= What is asked =
Return each line of the material below that contains the word "green", copied without any change.

= Provided material =
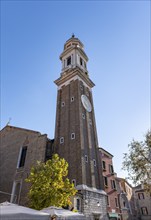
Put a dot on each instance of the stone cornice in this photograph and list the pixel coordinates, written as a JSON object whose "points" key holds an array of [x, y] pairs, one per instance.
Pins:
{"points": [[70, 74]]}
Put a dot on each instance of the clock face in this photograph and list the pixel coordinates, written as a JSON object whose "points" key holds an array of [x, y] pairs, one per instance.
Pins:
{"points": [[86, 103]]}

==

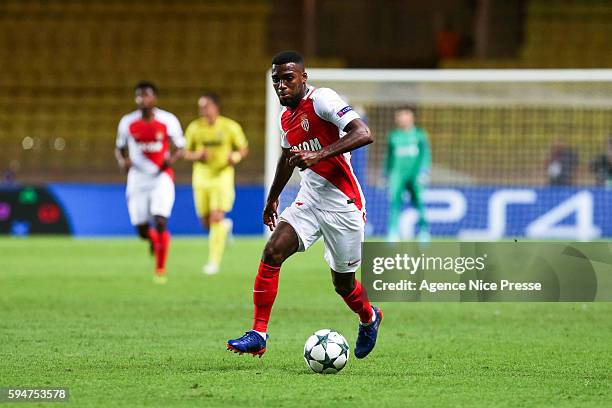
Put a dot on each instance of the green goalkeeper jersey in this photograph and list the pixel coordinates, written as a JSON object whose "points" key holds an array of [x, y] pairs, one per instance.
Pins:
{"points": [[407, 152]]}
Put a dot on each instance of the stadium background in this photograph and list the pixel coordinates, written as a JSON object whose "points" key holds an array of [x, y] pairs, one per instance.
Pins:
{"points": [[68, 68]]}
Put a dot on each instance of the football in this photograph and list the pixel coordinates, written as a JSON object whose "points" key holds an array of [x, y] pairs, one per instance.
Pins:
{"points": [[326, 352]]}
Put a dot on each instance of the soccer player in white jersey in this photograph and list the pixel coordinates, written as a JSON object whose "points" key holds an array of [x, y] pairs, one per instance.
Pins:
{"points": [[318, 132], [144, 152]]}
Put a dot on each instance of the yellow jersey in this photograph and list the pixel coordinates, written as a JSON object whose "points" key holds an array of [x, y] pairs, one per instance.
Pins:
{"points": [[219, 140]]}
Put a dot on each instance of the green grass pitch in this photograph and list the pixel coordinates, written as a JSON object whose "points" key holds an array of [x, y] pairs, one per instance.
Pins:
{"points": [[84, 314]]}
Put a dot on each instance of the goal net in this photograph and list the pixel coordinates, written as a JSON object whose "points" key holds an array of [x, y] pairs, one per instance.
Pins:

= Complete output =
Put a dot on each instance of the green goalkeeper jersey in this photograph and list the pixel coordinates, written as a JSON object whose "points" key holds an array of [x, y] pairs, one per instance.
Put a dot on each instance of the green grass pitch in this photograph and list the pixel coordinates, written as a JSON object whose "points" key holds an array of [x, y] pairs, one per instance.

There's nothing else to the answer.